Given records:

┏━━

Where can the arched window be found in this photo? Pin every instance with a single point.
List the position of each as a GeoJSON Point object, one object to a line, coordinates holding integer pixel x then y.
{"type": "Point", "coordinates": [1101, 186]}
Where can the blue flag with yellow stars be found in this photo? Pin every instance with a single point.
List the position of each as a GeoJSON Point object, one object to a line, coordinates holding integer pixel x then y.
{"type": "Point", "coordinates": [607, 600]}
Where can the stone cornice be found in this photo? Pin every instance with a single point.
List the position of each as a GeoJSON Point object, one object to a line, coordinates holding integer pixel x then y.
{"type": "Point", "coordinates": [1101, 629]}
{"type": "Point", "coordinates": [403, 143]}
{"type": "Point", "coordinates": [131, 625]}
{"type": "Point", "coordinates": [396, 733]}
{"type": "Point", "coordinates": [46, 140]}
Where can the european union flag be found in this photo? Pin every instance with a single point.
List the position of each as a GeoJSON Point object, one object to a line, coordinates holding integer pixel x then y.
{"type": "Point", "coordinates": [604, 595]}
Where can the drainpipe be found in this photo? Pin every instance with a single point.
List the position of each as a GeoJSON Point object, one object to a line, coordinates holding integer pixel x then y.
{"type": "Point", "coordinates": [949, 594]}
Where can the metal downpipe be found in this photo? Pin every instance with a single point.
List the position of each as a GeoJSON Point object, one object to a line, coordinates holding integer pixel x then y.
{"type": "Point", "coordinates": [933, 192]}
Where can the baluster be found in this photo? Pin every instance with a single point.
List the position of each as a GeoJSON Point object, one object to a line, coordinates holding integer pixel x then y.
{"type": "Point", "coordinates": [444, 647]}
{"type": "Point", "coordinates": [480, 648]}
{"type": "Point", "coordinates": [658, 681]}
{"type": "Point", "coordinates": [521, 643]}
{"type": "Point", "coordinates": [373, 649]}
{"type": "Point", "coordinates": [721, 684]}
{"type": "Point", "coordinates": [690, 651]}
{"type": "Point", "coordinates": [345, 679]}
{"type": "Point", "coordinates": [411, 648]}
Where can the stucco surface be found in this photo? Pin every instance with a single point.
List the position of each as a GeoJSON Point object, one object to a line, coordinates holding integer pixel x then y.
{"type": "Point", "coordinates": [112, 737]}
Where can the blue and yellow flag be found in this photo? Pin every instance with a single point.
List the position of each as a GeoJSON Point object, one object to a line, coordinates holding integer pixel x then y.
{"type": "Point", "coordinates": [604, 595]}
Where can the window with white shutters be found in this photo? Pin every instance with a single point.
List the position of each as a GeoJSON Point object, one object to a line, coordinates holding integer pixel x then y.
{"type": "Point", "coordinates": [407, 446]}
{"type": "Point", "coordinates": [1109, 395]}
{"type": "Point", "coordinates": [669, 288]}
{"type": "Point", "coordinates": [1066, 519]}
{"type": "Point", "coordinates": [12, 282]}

┗━━

Work order: Please give back, exactly as it stands above, the stretch from the line with "Where can the metal" through the line with "Where can the baluster", and no line outside it.

Solved problem:
Where can the metal downpipe be found in this photo? Pin every instance with a single point.
List the position of each as a GeoJSON Point object, one object to a line, coordinates holding integer pixel x then y.
{"type": "Point", "coordinates": [933, 192]}
Where can the baluster be found in this photo? Pin every instance with a single point.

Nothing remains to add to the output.